● Set problem:
Lay out every line of the listing below as a numbered list, skipping blank lines and omitting the picture.

Raw records
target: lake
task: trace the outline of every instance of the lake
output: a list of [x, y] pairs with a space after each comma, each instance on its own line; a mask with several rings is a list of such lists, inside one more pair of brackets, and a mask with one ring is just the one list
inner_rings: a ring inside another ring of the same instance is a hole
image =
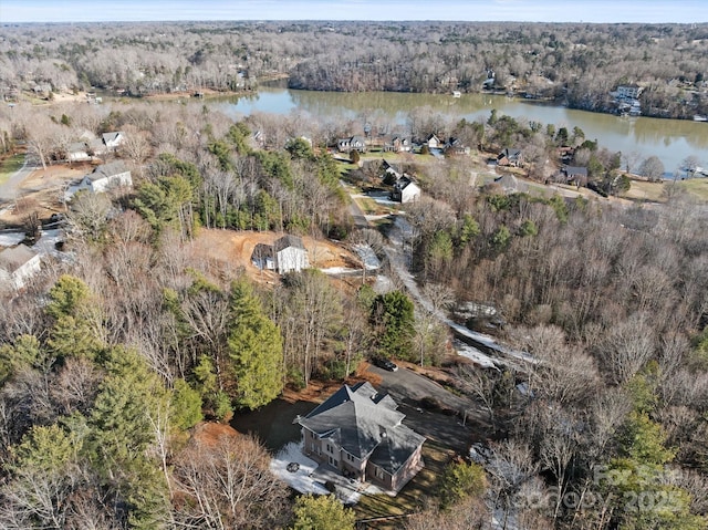
[[[576, 111], [563, 106], [541, 104], [504, 95], [412, 94], [398, 92], [315, 92], [280, 87], [260, 87], [249, 96], [219, 100], [216, 105], [233, 117], [253, 112], [290, 114], [304, 112], [315, 117], [373, 115], [374, 113], [405, 124], [408, 113], [416, 107], [455, 119], [487, 119], [492, 108], [499, 114], [527, 118], [542, 124], [554, 124], [556, 129], [568, 127], [572, 134], [577, 126], [587, 139], [596, 139], [612, 152], [637, 153], [639, 162], [658, 156], [667, 172], [674, 172], [688, 156], [696, 156], [700, 166], [708, 166], [708, 123], [652, 117], [620, 117]], [[638, 163], [635, 164], [635, 167]]]

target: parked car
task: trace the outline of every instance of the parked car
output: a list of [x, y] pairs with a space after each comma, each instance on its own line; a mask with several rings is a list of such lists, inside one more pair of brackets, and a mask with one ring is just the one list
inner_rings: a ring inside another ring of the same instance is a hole
[[398, 365], [388, 358], [375, 357], [374, 365], [379, 368], [387, 370], [388, 372], [396, 372], [398, 370]]

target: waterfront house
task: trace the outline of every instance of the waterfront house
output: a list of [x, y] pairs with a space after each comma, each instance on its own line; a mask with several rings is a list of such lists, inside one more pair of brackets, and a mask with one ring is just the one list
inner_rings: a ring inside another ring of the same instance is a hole
[[394, 189], [391, 194], [391, 200], [396, 202], [406, 204], [413, 202], [420, 198], [420, 187], [413, 181], [413, 178], [408, 175], [403, 175], [394, 184]]
[[364, 153], [366, 150], [366, 141], [363, 136], [352, 136], [350, 138], [340, 138], [336, 144], [337, 149], [341, 153], [351, 153], [352, 150], [358, 150]]
[[521, 149], [514, 149], [504, 147], [499, 155], [497, 155], [497, 165], [499, 166], [514, 166], [519, 167], [523, 162]]
[[125, 167], [124, 163], [118, 160], [103, 164], [88, 175], [84, 175], [73, 193], [86, 189], [93, 194], [101, 194], [114, 188], [131, 186], [133, 186], [131, 170]]
[[345, 477], [399, 491], [423, 469], [425, 437], [371, 383], [344, 385], [303, 418], [303, 453]]

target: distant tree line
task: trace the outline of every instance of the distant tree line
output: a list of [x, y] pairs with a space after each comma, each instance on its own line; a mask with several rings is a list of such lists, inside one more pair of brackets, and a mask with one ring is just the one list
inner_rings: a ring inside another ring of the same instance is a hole
[[[170, 22], [4, 24], [0, 89], [51, 95], [240, 91], [288, 76], [331, 91], [479, 92], [608, 112], [641, 83], [643, 113], [708, 114], [706, 24]], [[493, 81], [489, 81], [493, 80]]]

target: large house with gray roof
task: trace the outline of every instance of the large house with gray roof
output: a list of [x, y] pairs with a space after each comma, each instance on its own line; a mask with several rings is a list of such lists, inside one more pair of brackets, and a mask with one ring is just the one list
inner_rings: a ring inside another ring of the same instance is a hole
[[345, 477], [399, 491], [423, 469], [425, 437], [403, 425], [397, 408], [368, 382], [344, 385], [299, 419], [303, 453]]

● Task result:
1. target: lake
2. task: trace the outline of every instance of the lake
3. output: a list of [x, y] pairs with a space after each comma, each instance on its own line; a mask with several rings is a list of such lists, inside one more pair of brackets, and a mask with one ring is just the one list
4. inner_rings: a ring inside another ring of the same instance is a hole
5. image =
6. [[[576, 111], [563, 106], [541, 104], [504, 95], [412, 94], [398, 92], [315, 92], [280, 87], [260, 87], [249, 96], [219, 100], [216, 105], [233, 117], [253, 112], [290, 114], [304, 112], [315, 117], [373, 115], [374, 113], [405, 124], [408, 113], [416, 107], [455, 119], [487, 119], [492, 108], [499, 114], [527, 118], [542, 124], [554, 124], [556, 129], [568, 127], [572, 134], [577, 126], [587, 139], [596, 139], [612, 152], [637, 153], [639, 162], [658, 156], [667, 172], [674, 172], [688, 156], [696, 156], [700, 166], [708, 166], [708, 123], [652, 117], [620, 117]], [[638, 163], [635, 164], [635, 167]]]
7. target: parked car
8. task: trace the outline of every instance of the parked car
9. output: a list of [x, y] pairs with a space after each comma, each instance on its own line; a mask with several rings is a list of such lists, inside one more pair of brackets, and a mask with one ring is just the one list
10. inner_rings: a ring inside another ring of the same instance is a hole
11. [[398, 365], [388, 358], [375, 357], [374, 365], [379, 368], [387, 370], [388, 372], [396, 372], [398, 370]]
12. target: waterfront house
13. task: trace the outline of every instance of the waterfront house
14. output: a list of [x, y] pairs with a space after each comma, each instance on its own line; a mask with several rings is a list of such lists, inside one more pair of brackets, and a mask with one ring is just the one list
15. inner_rings: a ring inside another ring of the same instance is a hole
16. [[394, 189], [391, 194], [391, 200], [396, 202], [406, 204], [413, 202], [420, 198], [420, 187], [413, 181], [413, 178], [408, 175], [403, 175], [394, 184]]
17. [[364, 153], [366, 150], [366, 141], [363, 136], [352, 136], [350, 138], [340, 138], [336, 144], [337, 149], [341, 153], [351, 153], [352, 150], [358, 150]]
18. [[521, 149], [514, 149], [504, 147], [499, 155], [497, 155], [497, 165], [499, 166], [514, 166], [519, 167], [523, 162]]
19. [[125, 167], [124, 163], [118, 160], [103, 164], [88, 175], [84, 175], [73, 193], [86, 189], [93, 194], [101, 194], [114, 188], [131, 186], [133, 186], [131, 170]]
20. [[345, 477], [399, 491], [423, 469], [425, 437], [371, 383], [344, 385], [303, 418], [303, 453]]
21. target: distant tree line
22. task: trace the outline of every instance of the distant tree line
23. output: a list of [x, y] pairs with a space after each comma, each instance on its own line; a mask with several rings is a list of such lists, inside one more pair of brackets, and a mask with one ring is just the one list
24. inner_rings: a ring inside another ring of the same instance is a hole
25. [[[170, 22], [4, 24], [0, 89], [51, 95], [240, 91], [288, 76], [331, 91], [479, 92], [608, 112], [641, 83], [643, 113], [708, 114], [706, 24]], [[493, 81], [489, 81], [493, 80]]]
26. target: large house with gray roof
27. task: trace the outline of every instance of the large house with gray roof
28. output: a list of [x, y] pairs with a space after each comma, each instance on its own line; a mask with several rings is a list of such lists, inside one more pair of brackets, and a mask with one ring is just the one list
29. inner_rings: a ring inside another ring of the same instance is a hole
30. [[345, 477], [399, 491], [423, 469], [425, 437], [403, 425], [397, 408], [368, 382], [344, 385], [299, 419], [303, 453]]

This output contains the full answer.